_Problem statement_
The lines to extract begin at the line that contains "Where can you find the round logo" and run through the last line of the listing; reproduce them exactly, minus any pictures.

★ ★ ★ ★ ★ ★ ★

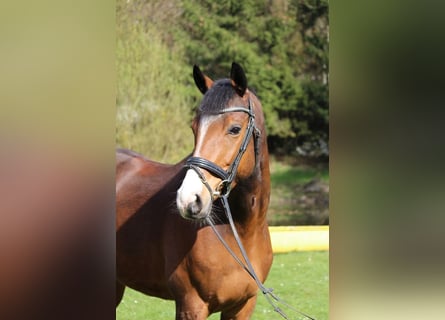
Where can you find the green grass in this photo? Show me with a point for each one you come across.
(299, 278)
(286, 188)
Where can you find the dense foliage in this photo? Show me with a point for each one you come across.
(282, 45)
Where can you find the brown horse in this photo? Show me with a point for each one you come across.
(165, 246)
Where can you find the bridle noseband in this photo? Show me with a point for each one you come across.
(227, 177)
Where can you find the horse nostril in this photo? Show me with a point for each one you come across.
(198, 200)
(195, 207)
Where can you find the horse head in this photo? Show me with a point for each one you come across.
(226, 128)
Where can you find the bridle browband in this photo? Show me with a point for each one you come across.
(227, 177)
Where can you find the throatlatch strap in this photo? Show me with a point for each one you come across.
(208, 165)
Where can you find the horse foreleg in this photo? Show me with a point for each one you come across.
(120, 288)
(191, 308)
(241, 312)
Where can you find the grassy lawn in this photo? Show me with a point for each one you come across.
(299, 278)
(287, 183)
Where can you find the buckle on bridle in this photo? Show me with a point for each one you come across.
(222, 189)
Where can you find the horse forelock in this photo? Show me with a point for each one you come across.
(217, 97)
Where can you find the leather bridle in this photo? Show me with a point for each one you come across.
(227, 176)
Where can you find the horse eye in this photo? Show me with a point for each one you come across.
(234, 130)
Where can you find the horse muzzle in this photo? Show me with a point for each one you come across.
(193, 201)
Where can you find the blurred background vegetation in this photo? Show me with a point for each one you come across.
(283, 47)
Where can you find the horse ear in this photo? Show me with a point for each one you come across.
(203, 82)
(239, 80)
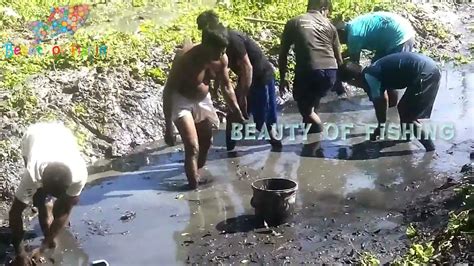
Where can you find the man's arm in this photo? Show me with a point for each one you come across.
(381, 105)
(245, 75)
(245, 81)
(285, 46)
(61, 212)
(353, 49)
(226, 87)
(16, 225)
(336, 46)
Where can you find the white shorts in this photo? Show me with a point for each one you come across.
(199, 110)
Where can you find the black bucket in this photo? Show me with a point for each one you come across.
(274, 200)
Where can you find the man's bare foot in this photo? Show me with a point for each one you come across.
(276, 144)
(428, 144)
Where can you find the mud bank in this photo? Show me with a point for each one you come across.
(354, 196)
(114, 110)
(346, 205)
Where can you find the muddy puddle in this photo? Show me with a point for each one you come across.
(350, 198)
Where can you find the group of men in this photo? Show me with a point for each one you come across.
(54, 167)
(319, 69)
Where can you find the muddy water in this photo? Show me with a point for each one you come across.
(348, 186)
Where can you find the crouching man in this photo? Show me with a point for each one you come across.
(418, 73)
(54, 169)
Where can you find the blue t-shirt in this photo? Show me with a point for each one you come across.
(377, 31)
(397, 71)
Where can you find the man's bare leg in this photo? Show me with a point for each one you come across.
(188, 133)
(204, 132)
(313, 118)
(45, 214)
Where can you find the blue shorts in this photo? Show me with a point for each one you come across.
(262, 104)
(310, 86)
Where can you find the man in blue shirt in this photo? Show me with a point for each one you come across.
(418, 73)
(381, 32)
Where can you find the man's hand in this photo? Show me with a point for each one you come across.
(37, 256)
(169, 135)
(48, 243)
(22, 259)
(283, 87)
(243, 106)
(375, 135)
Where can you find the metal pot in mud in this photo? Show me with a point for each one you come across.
(273, 200)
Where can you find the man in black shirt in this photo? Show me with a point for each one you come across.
(317, 50)
(256, 86)
(418, 73)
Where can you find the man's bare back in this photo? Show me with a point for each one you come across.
(190, 76)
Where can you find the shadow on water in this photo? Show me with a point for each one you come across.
(366, 150)
(242, 224)
(335, 105)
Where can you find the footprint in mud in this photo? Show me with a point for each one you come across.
(97, 228)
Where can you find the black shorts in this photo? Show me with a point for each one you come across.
(310, 86)
(419, 98)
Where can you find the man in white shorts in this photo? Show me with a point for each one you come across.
(187, 102)
(54, 168)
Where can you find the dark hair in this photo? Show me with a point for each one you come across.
(215, 36)
(349, 71)
(320, 5)
(57, 175)
(207, 18)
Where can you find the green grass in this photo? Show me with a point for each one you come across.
(130, 48)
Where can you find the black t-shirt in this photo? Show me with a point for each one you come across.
(241, 45)
(397, 71)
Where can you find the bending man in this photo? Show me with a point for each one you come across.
(54, 168)
(256, 84)
(318, 56)
(187, 101)
(418, 73)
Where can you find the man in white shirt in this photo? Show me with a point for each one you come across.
(54, 167)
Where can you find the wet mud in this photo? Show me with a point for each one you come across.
(352, 194)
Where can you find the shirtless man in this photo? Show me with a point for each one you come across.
(187, 101)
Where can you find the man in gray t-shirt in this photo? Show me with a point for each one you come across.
(318, 55)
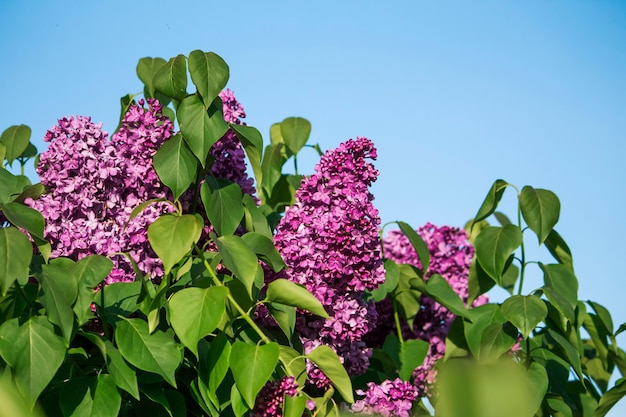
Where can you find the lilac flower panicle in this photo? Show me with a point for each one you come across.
(228, 153)
(389, 399)
(329, 241)
(93, 184)
(269, 402)
(450, 256)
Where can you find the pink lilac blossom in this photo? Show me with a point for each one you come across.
(450, 256)
(93, 184)
(329, 241)
(228, 153)
(269, 402)
(389, 399)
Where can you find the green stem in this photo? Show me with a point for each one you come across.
(241, 311)
(396, 317)
(523, 253)
(102, 313)
(235, 304)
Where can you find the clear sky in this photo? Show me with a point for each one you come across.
(455, 94)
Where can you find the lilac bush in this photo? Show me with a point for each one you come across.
(259, 313)
(329, 241)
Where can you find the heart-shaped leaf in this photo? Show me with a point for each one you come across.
(252, 367)
(541, 209)
(157, 352)
(175, 165)
(494, 245)
(209, 73)
(172, 237)
(524, 312)
(196, 312)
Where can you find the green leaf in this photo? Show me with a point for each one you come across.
(11, 186)
(252, 142)
(296, 361)
(505, 388)
(237, 404)
(196, 312)
(90, 397)
(199, 128)
(171, 78)
(252, 367)
(16, 140)
(157, 352)
(559, 249)
(524, 312)
(421, 248)
(123, 376)
(32, 191)
(147, 69)
(120, 299)
(239, 259)
(264, 247)
(490, 203)
(571, 353)
(172, 237)
(89, 272)
(604, 315)
(289, 293)
(175, 165)
(209, 73)
(285, 317)
(392, 277)
(25, 217)
(562, 280)
(39, 354)
(412, 354)
(59, 289)
(16, 253)
(540, 209)
(489, 336)
(125, 103)
(328, 362)
(223, 202)
(217, 363)
(295, 132)
(610, 398)
(439, 290)
(494, 245)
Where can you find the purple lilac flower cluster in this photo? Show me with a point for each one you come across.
(269, 402)
(229, 155)
(389, 399)
(93, 184)
(329, 241)
(450, 256)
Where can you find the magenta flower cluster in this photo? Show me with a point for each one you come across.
(269, 402)
(450, 256)
(329, 241)
(229, 155)
(93, 184)
(389, 399)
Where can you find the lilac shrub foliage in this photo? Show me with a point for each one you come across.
(93, 184)
(329, 241)
(450, 256)
(213, 357)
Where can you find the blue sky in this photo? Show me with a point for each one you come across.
(454, 94)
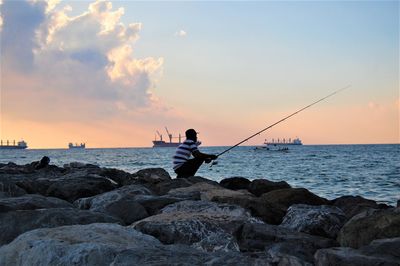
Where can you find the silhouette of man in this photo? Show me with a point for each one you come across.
(184, 166)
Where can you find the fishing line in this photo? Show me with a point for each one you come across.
(283, 119)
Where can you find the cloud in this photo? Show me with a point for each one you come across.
(181, 33)
(73, 67)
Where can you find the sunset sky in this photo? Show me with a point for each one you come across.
(111, 73)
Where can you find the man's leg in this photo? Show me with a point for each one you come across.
(189, 168)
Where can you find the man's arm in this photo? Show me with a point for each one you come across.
(205, 156)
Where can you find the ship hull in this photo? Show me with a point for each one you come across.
(13, 147)
(163, 144)
(282, 144)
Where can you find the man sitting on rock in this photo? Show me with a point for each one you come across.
(183, 165)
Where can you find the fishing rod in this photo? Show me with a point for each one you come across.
(283, 119)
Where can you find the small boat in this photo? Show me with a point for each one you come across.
(283, 141)
(160, 143)
(12, 146)
(76, 146)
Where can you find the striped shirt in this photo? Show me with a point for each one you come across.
(183, 152)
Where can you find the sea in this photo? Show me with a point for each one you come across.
(330, 171)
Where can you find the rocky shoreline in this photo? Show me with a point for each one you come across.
(84, 214)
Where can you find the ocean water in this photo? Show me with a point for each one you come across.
(330, 171)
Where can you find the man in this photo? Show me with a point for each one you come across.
(183, 165)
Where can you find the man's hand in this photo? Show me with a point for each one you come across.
(213, 157)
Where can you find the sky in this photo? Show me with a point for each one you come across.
(111, 73)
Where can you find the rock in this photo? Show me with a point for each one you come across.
(32, 202)
(379, 252)
(205, 231)
(280, 242)
(370, 225)
(289, 196)
(199, 179)
(73, 188)
(110, 244)
(121, 177)
(164, 187)
(99, 202)
(14, 223)
(235, 183)
(120, 203)
(353, 205)
(266, 211)
(190, 206)
(199, 189)
(261, 186)
(320, 220)
(152, 175)
(269, 213)
(153, 204)
(9, 188)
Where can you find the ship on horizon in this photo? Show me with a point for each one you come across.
(160, 143)
(283, 141)
(76, 146)
(13, 146)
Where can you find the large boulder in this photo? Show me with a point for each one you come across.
(121, 177)
(261, 186)
(152, 175)
(120, 203)
(164, 187)
(32, 202)
(206, 229)
(280, 242)
(9, 188)
(201, 189)
(99, 202)
(14, 223)
(153, 204)
(353, 205)
(73, 188)
(289, 196)
(320, 220)
(207, 207)
(235, 183)
(111, 244)
(370, 225)
(378, 252)
(269, 213)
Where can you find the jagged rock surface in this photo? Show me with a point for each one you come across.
(353, 205)
(235, 183)
(289, 196)
(370, 225)
(14, 223)
(280, 242)
(378, 252)
(261, 186)
(32, 202)
(320, 220)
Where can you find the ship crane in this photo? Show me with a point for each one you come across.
(158, 133)
(169, 135)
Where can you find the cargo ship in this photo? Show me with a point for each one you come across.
(76, 146)
(12, 146)
(278, 142)
(160, 143)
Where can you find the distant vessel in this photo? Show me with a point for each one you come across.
(160, 143)
(289, 141)
(19, 145)
(76, 146)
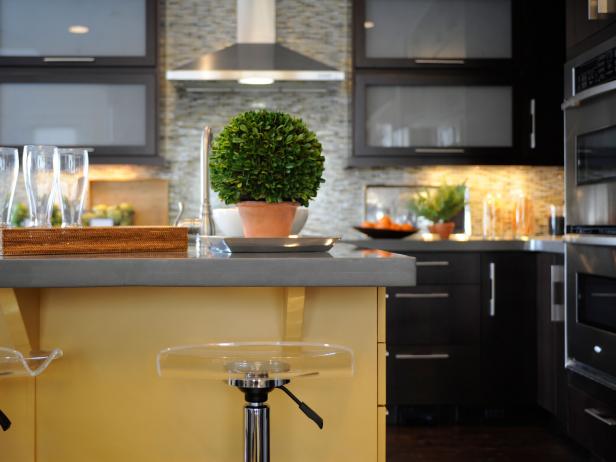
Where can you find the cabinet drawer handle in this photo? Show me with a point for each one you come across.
(492, 290)
(67, 59)
(432, 263)
(609, 421)
(439, 61)
(428, 356)
(439, 151)
(533, 133)
(428, 295)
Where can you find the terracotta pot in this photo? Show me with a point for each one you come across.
(444, 230)
(260, 219)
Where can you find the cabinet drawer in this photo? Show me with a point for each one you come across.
(434, 315)
(433, 375)
(447, 268)
(592, 423)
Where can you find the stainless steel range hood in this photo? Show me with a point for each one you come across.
(256, 58)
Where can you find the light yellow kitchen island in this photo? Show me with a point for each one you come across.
(103, 401)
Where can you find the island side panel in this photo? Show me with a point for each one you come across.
(103, 400)
(17, 395)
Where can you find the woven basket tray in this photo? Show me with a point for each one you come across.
(103, 240)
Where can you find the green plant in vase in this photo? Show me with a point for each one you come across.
(268, 163)
(440, 207)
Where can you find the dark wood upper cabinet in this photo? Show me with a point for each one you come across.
(434, 33)
(112, 112)
(458, 82)
(586, 29)
(78, 33)
(431, 116)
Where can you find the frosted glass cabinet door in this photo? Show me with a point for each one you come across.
(438, 117)
(113, 114)
(428, 31)
(77, 32)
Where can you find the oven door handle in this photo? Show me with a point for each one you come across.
(576, 100)
(557, 305)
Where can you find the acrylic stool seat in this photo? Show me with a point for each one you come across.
(15, 364)
(256, 369)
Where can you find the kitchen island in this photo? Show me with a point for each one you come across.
(111, 315)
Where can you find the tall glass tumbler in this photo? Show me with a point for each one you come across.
(9, 172)
(72, 183)
(41, 167)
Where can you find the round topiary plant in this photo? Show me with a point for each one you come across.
(266, 156)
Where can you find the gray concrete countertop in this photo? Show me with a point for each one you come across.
(342, 266)
(538, 244)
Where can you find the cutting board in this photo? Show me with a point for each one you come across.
(149, 197)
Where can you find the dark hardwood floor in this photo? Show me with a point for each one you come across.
(502, 442)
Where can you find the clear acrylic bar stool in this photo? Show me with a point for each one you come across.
(256, 369)
(15, 364)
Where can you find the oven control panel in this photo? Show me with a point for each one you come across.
(601, 69)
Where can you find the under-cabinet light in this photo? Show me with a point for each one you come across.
(77, 29)
(256, 81)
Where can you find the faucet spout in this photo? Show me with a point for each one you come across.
(5, 423)
(205, 212)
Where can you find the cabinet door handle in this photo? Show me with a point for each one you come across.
(439, 151)
(428, 356)
(606, 6)
(492, 289)
(439, 61)
(67, 59)
(609, 421)
(557, 287)
(426, 295)
(432, 263)
(532, 124)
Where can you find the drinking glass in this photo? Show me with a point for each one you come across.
(9, 171)
(40, 168)
(72, 182)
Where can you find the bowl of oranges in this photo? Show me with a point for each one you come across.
(386, 228)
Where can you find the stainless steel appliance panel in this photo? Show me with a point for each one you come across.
(590, 137)
(591, 311)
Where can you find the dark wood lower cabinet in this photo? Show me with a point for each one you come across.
(486, 330)
(451, 340)
(438, 374)
(551, 372)
(592, 423)
(508, 331)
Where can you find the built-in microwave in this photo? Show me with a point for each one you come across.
(590, 140)
(591, 307)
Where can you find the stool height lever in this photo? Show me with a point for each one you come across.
(307, 410)
(5, 423)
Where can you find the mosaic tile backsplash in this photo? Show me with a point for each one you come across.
(320, 29)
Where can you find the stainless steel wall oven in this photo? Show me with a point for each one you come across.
(590, 140)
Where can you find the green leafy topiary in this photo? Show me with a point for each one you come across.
(441, 205)
(266, 156)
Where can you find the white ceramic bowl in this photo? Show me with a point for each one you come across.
(229, 223)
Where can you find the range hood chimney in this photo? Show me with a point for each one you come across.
(256, 58)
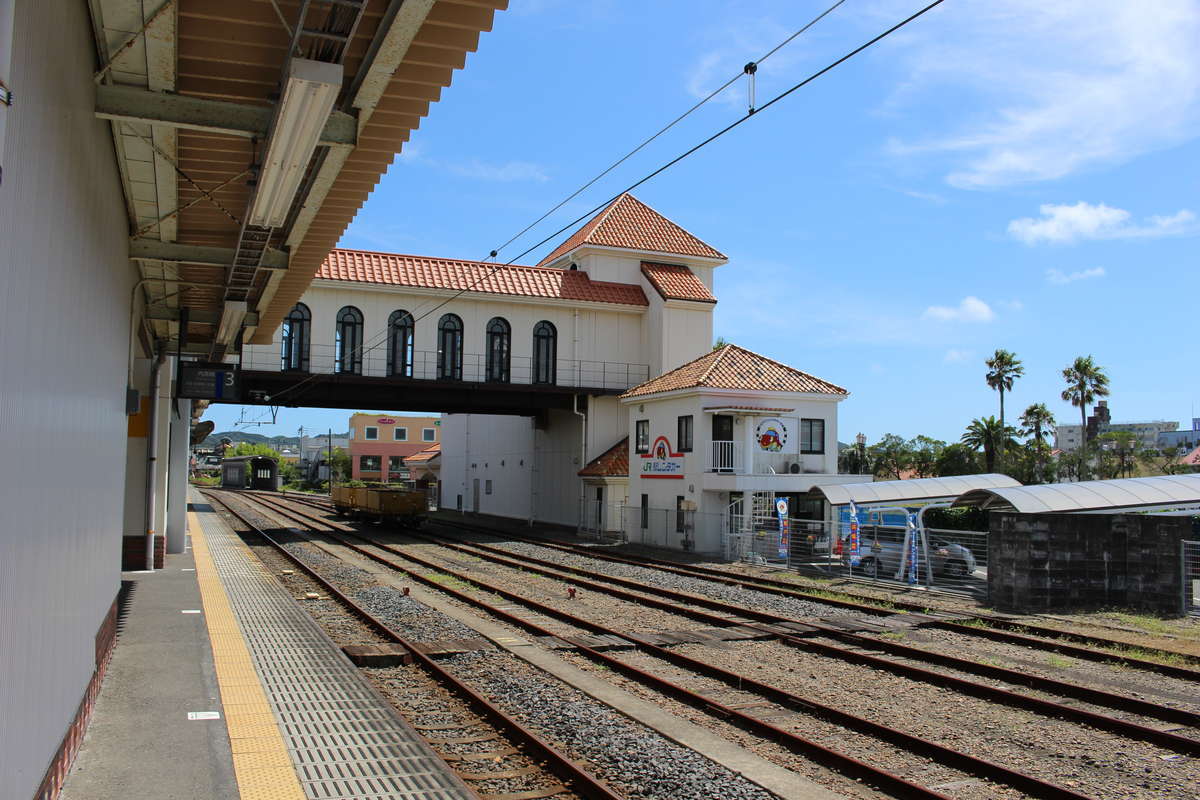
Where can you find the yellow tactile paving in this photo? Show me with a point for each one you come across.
(261, 761)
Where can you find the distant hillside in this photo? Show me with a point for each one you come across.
(275, 443)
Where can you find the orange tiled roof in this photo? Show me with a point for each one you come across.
(676, 282)
(629, 223)
(733, 367)
(365, 266)
(425, 456)
(612, 463)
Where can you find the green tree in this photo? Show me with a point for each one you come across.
(1036, 421)
(987, 434)
(1003, 367)
(340, 465)
(925, 452)
(891, 456)
(251, 449)
(1085, 382)
(957, 459)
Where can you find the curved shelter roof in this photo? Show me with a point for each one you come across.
(1089, 495)
(918, 489)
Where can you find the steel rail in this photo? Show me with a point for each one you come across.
(1098, 697)
(576, 777)
(1005, 630)
(984, 691)
(900, 787)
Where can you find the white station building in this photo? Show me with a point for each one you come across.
(603, 347)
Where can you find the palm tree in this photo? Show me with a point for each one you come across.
(1035, 421)
(1003, 367)
(989, 435)
(1085, 383)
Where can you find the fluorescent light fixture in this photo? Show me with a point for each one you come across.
(307, 98)
(231, 322)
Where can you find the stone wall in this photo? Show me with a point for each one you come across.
(1067, 563)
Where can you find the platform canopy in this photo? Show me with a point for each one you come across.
(922, 489)
(1140, 493)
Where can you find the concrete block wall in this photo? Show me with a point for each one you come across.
(1063, 563)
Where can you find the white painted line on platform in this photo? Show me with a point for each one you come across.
(203, 715)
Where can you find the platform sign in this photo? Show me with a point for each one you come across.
(785, 533)
(216, 382)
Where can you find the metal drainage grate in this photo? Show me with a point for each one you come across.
(345, 740)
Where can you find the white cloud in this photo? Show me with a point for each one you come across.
(971, 310)
(1083, 221)
(957, 356)
(1061, 278)
(1041, 90)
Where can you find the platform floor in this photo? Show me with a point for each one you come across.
(295, 719)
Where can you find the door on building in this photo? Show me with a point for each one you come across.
(723, 443)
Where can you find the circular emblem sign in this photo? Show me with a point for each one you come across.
(772, 434)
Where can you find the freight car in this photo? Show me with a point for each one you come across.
(389, 506)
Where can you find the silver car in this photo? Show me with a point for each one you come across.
(880, 558)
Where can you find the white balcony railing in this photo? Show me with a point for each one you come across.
(729, 457)
(474, 367)
(726, 457)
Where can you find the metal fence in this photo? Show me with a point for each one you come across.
(1191, 577)
(948, 560)
(424, 365)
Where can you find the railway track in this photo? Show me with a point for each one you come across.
(972, 765)
(575, 780)
(990, 626)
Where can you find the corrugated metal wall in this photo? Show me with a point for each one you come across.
(64, 310)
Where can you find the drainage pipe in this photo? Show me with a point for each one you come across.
(153, 456)
(583, 457)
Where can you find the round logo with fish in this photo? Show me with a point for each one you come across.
(772, 434)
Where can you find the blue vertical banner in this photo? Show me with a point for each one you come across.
(912, 548)
(855, 539)
(784, 531)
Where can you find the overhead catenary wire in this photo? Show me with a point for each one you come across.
(667, 127)
(364, 348)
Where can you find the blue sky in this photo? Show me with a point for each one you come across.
(997, 174)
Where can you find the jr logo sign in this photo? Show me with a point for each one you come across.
(661, 462)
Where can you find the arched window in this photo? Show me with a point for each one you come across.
(348, 341)
(545, 353)
(499, 337)
(400, 344)
(450, 348)
(294, 350)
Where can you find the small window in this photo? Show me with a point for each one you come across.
(811, 435)
(684, 434)
(642, 437)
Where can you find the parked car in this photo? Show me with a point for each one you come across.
(881, 557)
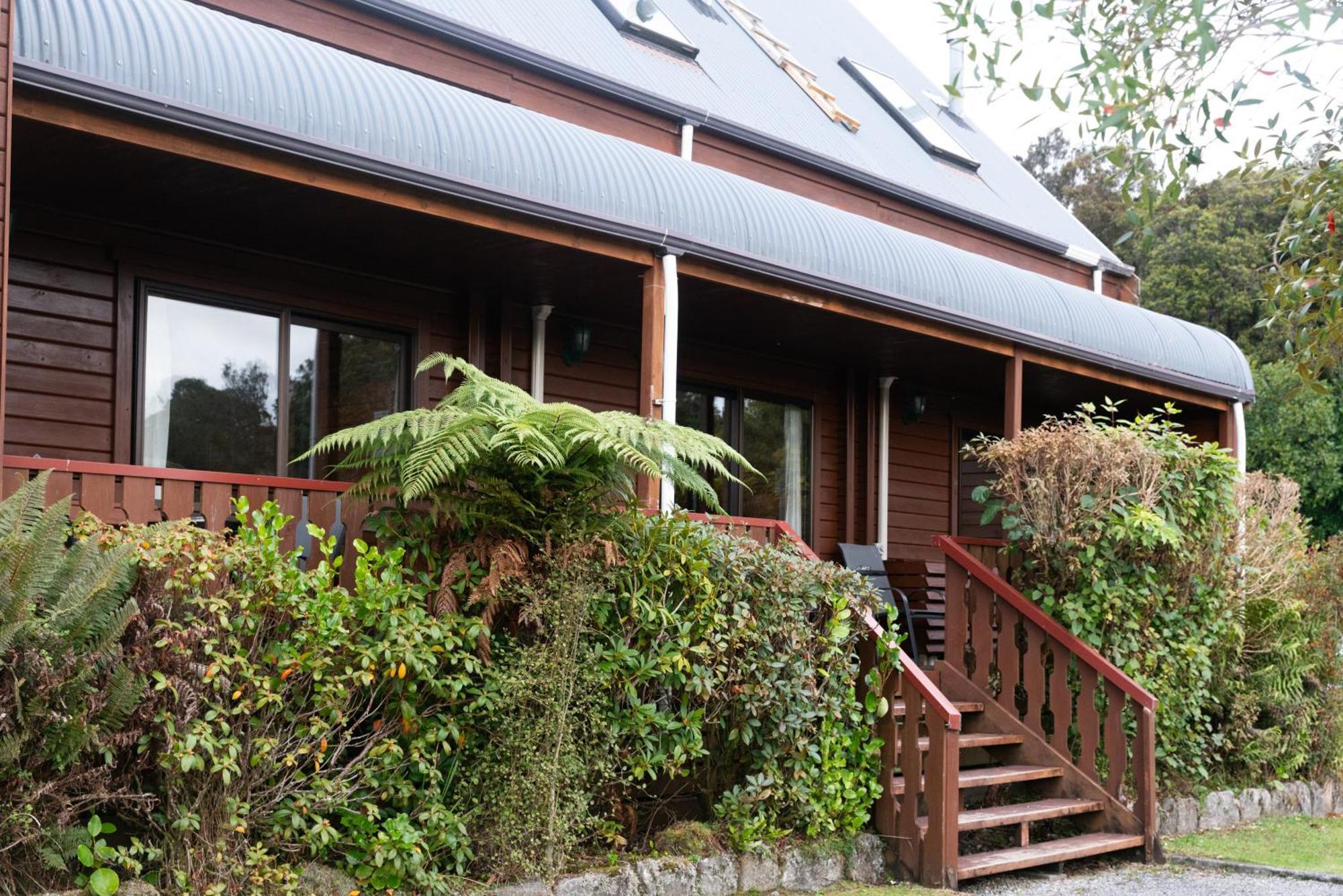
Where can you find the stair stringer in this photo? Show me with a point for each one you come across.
(1035, 750)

★ ★ ★ ★ ★ ★ ★

_Written reply_
Where can you find the round logo with fish in this photo? Show me with a point for each one you come across.
(772, 434)
Where can you find the blue vertical banner in this photo? Show me with a point for each one you come across.
(912, 548)
(855, 539)
(784, 531)
Where can you find the overhead catenary wire in this photo? Show me with a point for each one you come across.
(667, 127)
(364, 348)
Where can you find the blue sky in this photo? Show me with a point for each one you come across.
(997, 174)
Where can you find the jr logo sign in this photo? Show me with a point for each one you come across.
(661, 462)
Where can you find the arched window in this photo? Show me with a point for each one you come across.
(348, 341)
(545, 353)
(499, 337)
(400, 344)
(450, 348)
(294, 350)
Where can you find the small window in this photo? Show me with a point for each one you come across.
(811, 435)
(684, 434)
(642, 437)
Where can you find the parked car in this photo? Show me with a point for each one you come across.
(881, 557)
Where can you find the stair stringer in this photo? Show me with a point for each one you come across.
(1035, 750)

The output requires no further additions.